What is expected> The whole of the data must be transcribed exactly.

Dataset entries>
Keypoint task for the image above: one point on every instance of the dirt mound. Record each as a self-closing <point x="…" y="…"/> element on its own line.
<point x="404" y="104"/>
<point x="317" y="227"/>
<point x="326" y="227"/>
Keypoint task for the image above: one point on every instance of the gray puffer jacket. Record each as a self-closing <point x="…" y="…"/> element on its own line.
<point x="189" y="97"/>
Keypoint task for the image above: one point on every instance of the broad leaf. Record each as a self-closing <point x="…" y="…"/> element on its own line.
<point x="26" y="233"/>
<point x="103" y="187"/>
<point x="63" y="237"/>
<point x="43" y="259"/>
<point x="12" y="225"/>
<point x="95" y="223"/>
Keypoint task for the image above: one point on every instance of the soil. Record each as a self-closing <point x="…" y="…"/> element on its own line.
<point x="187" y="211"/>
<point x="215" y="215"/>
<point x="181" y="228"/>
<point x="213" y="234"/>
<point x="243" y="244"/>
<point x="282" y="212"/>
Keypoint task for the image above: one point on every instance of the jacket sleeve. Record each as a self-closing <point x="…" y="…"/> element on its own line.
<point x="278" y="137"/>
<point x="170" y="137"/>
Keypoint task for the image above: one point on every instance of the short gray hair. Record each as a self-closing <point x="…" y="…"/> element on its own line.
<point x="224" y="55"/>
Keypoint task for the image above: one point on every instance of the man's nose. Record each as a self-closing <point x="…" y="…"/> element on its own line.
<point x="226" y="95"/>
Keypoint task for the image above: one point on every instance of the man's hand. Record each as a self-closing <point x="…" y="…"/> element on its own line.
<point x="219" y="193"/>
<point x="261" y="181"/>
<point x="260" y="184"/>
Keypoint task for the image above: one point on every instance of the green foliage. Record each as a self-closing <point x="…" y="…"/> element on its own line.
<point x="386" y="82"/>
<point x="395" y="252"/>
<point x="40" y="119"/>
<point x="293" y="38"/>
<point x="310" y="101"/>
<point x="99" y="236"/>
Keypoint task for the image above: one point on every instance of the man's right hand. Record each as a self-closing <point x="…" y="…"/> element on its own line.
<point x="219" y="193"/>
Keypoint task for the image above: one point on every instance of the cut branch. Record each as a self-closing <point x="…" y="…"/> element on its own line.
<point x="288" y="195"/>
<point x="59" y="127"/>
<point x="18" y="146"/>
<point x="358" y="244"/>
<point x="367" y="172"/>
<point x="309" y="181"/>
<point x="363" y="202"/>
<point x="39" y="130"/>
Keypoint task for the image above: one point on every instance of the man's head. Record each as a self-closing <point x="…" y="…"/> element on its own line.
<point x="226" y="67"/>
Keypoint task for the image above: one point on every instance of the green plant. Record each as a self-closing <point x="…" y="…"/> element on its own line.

Exercise output>
Keypoint task for the image above: one point on every instance of the dirt mound. Record each as a self-closing <point x="…" y="…"/> element on its own line.
<point x="404" y="104"/>
<point x="317" y="227"/>
<point x="326" y="227"/>
Keypoint task for the image above: one point on every instance of the gray puffer jacket. Record each as a self-closing <point x="…" y="…"/> element on its own line.
<point x="189" y="97"/>
Keypoint task for the image above: one point on every instance of the broad leaf. Record each as a self-closing <point x="…" y="…"/> element on its own line.
<point x="26" y="233"/>
<point x="103" y="187"/>
<point x="63" y="237"/>
<point x="43" y="259"/>
<point x="12" y="225"/>
<point x="95" y="223"/>
Keypoint task for the image above: one point on every instance of the soil. Record each as a self-closing <point x="…" y="…"/> element on its own line.
<point x="187" y="211"/>
<point x="215" y="215"/>
<point x="181" y="228"/>
<point x="213" y="234"/>
<point x="243" y="244"/>
<point x="282" y="212"/>
Keypoint task for the image above: one point on every instance of the jacket sleeve. Record each as a self-closing <point x="…" y="…"/> element on its own line.
<point x="278" y="137"/>
<point x="170" y="137"/>
Keypoint task for the image above: one point on every instance of the short gray hair. Record each as a self-closing <point x="…" y="…"/> element on its own line.
<point x="224" y="55"/>
Keypoint task for the image above: one point on every instance of the man's nose. Record each as a self-closing <point x="…" y="…"/> element on its own line.
<point x="226" y="95"/>
Keypoint task for the image above: one point on every instance of the man's hand. Record each as a self-closing <point x="…" y="…"/> element on its own line.
<point x="219" y="193"/>
<point x="261" y="181"/>
<point x="260" y="184"/>
Keypoint task for the image above: one point on every instance of the green foliage. Record each as a self-closing <point x="…" y="…"/> element on its own line.
<point x="386" y="82"/>
<point x="395" y="252"/>
<point x="40" y="119"/>
<point x="293" y="38"/>
<point x="310" y="101"/>
<point x="99" y="236"/>
Keypoint task for the image above: one point on every instance of the man's right hand. Record each as a self-closing <point x="…" y="…"/> element on its own line.
<point x="219" y="193"/>
Keypoint task for the image above: one point on every instance of the cut branch. Record each as a self-closing <point x="…" y="…"/> element on its own line.
<point x="288" y="195"/>
<point x="59" y="127"/>
<point x="18" y="146"/>
<point x="358" y="244"/>
<point x="367" y="172"/>
<point x="309" y="181"/>
<point x="363" y="202"/>
<point x="39" y="130"/>
Keypoint task for the image above: one point on every instance of the man's head. Record each as a self-closing <point x="…" y="…"/> element on its own line.
<point x="226" y="67"/>
Keypoint task for the image above: one point on every instance of the green plant. Record each as a self-closing <point x="…" y="…"/> element on its own line.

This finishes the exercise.